> _Source material_
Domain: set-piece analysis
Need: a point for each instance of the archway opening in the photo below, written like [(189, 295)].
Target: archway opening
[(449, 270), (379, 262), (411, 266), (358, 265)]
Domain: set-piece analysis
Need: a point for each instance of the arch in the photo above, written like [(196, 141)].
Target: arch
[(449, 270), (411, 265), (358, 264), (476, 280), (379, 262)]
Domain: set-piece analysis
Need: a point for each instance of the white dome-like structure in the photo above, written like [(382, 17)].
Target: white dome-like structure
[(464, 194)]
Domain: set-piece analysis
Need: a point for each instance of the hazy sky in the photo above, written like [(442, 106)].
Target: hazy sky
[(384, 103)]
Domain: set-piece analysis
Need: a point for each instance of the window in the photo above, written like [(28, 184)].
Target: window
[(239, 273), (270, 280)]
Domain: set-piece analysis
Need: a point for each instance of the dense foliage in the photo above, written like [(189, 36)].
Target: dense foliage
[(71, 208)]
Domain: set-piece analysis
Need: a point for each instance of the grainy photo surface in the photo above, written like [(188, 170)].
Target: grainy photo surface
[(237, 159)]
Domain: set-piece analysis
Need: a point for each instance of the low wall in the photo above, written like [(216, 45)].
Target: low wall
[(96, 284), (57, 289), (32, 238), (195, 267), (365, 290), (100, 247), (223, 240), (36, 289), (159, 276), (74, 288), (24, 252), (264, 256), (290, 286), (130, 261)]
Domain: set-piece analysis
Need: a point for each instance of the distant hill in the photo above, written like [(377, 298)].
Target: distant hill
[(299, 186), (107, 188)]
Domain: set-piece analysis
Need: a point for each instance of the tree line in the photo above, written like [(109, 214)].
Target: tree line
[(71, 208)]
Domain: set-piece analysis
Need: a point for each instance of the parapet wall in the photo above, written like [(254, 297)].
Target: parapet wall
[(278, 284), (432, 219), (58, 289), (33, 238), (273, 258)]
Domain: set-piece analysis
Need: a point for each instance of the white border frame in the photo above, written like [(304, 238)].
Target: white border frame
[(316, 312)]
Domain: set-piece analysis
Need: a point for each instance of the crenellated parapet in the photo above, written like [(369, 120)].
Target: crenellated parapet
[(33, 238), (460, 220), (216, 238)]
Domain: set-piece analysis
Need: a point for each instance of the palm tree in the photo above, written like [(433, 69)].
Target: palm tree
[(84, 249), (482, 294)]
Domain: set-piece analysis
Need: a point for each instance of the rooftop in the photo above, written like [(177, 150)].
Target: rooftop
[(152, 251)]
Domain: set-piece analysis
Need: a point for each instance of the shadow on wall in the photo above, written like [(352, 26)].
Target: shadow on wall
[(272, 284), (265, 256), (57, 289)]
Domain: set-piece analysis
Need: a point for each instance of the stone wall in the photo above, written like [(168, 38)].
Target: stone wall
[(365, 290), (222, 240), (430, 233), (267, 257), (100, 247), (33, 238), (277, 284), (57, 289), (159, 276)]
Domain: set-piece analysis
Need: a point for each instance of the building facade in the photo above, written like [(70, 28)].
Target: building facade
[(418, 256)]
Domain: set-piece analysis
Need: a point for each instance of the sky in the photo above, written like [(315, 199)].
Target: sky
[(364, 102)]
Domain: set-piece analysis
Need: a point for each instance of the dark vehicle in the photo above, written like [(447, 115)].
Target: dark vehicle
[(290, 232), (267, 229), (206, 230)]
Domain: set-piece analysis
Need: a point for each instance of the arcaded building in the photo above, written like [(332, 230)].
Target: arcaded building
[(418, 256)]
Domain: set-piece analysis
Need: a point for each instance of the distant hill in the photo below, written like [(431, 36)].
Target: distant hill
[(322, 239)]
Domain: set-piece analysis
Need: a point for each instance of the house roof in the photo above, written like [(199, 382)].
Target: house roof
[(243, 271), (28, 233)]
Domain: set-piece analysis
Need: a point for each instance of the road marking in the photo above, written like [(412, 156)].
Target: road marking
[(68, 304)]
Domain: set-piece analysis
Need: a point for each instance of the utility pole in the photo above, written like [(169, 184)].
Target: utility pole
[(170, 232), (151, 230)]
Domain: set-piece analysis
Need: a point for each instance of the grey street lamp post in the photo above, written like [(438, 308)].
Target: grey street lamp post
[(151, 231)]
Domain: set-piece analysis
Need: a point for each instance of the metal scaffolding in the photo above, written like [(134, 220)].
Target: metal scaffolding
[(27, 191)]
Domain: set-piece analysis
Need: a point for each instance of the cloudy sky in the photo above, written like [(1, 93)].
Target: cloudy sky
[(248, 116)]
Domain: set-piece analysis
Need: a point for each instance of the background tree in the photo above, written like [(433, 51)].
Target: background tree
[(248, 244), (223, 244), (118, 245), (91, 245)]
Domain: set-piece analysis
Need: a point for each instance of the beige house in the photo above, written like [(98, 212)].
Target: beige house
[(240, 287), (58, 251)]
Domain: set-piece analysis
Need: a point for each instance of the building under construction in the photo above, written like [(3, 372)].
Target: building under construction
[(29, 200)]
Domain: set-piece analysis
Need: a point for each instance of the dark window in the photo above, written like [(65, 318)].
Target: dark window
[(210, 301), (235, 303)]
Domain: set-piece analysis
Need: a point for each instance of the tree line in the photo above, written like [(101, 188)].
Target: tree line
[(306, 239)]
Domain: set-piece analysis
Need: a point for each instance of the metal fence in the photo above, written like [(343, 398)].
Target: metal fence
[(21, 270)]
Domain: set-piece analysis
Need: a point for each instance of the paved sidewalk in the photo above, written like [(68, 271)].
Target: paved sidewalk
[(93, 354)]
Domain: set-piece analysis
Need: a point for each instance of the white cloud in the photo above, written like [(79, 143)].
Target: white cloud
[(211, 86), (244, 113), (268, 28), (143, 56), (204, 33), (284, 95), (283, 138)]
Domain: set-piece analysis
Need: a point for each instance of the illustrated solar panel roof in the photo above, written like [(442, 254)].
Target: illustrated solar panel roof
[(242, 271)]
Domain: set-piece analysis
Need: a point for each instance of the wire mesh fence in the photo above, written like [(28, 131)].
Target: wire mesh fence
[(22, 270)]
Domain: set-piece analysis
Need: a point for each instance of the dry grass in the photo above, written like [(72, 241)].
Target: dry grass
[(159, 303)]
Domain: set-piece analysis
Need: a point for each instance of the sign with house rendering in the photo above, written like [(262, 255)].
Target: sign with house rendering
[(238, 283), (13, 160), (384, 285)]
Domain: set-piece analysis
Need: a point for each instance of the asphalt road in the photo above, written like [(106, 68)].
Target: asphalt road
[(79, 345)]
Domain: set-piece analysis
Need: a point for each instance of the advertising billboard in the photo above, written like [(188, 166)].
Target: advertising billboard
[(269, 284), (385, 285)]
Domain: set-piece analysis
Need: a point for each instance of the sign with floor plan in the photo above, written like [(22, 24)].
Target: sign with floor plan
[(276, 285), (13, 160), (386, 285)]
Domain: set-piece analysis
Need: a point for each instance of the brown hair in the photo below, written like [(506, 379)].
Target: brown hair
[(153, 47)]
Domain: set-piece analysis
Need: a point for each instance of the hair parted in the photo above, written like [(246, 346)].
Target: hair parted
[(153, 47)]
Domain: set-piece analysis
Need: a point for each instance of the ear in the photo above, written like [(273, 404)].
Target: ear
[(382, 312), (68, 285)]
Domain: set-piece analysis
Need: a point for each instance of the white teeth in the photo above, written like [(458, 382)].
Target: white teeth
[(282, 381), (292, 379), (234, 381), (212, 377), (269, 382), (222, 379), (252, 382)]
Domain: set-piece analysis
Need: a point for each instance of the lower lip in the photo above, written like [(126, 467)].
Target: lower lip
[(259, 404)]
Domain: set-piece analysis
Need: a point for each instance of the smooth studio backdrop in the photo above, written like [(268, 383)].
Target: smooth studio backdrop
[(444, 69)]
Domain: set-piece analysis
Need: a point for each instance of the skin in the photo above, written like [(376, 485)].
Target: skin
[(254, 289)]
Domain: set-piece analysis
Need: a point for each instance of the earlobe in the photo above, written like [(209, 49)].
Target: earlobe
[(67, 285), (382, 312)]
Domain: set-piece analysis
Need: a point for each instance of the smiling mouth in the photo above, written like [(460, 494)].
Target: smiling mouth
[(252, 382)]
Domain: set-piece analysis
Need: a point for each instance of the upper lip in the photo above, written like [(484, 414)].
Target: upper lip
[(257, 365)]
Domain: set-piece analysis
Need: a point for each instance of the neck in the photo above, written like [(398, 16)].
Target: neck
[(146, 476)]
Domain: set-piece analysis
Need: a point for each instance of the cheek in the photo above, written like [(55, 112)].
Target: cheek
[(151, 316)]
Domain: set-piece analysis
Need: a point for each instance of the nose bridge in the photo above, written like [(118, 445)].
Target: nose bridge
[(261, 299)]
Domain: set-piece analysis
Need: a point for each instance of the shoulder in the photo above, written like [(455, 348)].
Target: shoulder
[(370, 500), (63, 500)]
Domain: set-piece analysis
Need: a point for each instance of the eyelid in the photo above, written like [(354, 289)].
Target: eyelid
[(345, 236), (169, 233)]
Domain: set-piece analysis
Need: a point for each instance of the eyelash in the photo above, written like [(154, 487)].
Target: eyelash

> _What the task asks_
Considering only lines of the records that hold the string "below", state how many there are and nothing else.

> _Solved exercise_
3